• **THE REQUEST**: Switch "separate parts" to "distinct pieces" throughout the entries below, and leave everything else unchanged.

##### GIVEN ENTRIES

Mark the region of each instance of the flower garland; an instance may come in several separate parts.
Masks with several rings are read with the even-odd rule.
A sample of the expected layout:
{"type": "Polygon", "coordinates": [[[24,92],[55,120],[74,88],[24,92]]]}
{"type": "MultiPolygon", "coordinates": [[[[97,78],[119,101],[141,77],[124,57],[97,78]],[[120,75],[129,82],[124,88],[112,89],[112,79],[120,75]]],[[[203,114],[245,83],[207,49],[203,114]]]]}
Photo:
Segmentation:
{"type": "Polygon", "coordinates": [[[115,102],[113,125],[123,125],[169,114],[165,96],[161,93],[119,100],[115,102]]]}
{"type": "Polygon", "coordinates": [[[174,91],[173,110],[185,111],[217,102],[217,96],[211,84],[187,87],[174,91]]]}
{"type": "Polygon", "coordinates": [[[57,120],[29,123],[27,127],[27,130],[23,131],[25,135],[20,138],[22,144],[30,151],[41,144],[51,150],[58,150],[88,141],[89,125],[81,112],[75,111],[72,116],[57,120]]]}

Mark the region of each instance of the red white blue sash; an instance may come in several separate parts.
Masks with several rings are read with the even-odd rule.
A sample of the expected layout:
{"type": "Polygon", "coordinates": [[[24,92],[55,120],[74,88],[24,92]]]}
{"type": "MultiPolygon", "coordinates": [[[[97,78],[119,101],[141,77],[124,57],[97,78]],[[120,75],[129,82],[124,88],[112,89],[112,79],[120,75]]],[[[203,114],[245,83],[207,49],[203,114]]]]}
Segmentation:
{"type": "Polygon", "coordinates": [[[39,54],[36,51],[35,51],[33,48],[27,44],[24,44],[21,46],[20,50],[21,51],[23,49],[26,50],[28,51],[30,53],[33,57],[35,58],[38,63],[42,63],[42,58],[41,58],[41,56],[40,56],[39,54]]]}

##########

• **COMPLETED TASK**:
Mark the region of each instance of the flower garland; an instance may come in several distinct pieces.
Masks with several rings are read with the even-odd rule.
A sample of the expected layout:
{"type": "Polygon", "coordinates": [[[24,92],[55,120],[74,88],[24,92]]]}
{"type": "MultiPolygon", "coordinates": [[[[97,78],[119,101],[141,77],[124,57],[97,78]],[[120,75],[129,82],[124,88],[112,89],[112,79],[120,75]]],[[[203,114],[245,83],[207,49],[203,114]]]]}
Photo:
Segmentation:
{"type": "Polygon", "coordinates": [[[115,102],[113,125],[123,125],[169,114],[165,96],[161,93],[119,100],[115,102]]]}
{"type": "Polygon", "coordinates": [[[174,91],[173,110],[185,111],[217,102],[217,96],[211,84],[187,87],[174,91]]]}
{"type": "Polygon", "coordinates": [[[57,120],[29,123],[27,127],[27,130],[23,131],[25,135],[20,138],[22,144],[30,151],[41,144],[51,150],[58,150],[88,141],[89,125],[81,112],[75,111],[72,116],[57,120]]]}

Mark the region of each instance of the red white blue sash; an instance may come in several distinct pieces.
Masks with several rings are read with the even-odd rule.
A sample of the expected layout:
{"type": "Polygon", "coordinates": [[[24,92],[55,120],[74,88],[24,92]]]}
{"type": "MultiPolygon", "coordinates": [[[[97,78],[119,101],[141,77],[124,57],[97,78]],[[120,75],[129,82],[124,88],[112,89],[112,79],[120,75]]],[[[203,114],[245,83],[207,49],[203,114]]]]}
Segmentation:
{"type": "Polygon", "coordinates": [[[39,54],[36,51],[35,51],[33,48],[27,44],[24,44],[21,46],[20,50],[21,51],[23,49],[26,50],[28,51],[30,53],[33,57],[35,58],[38,63],[42,63],[42,58],[41,58],[41,56],[40,56],[39,54]]]}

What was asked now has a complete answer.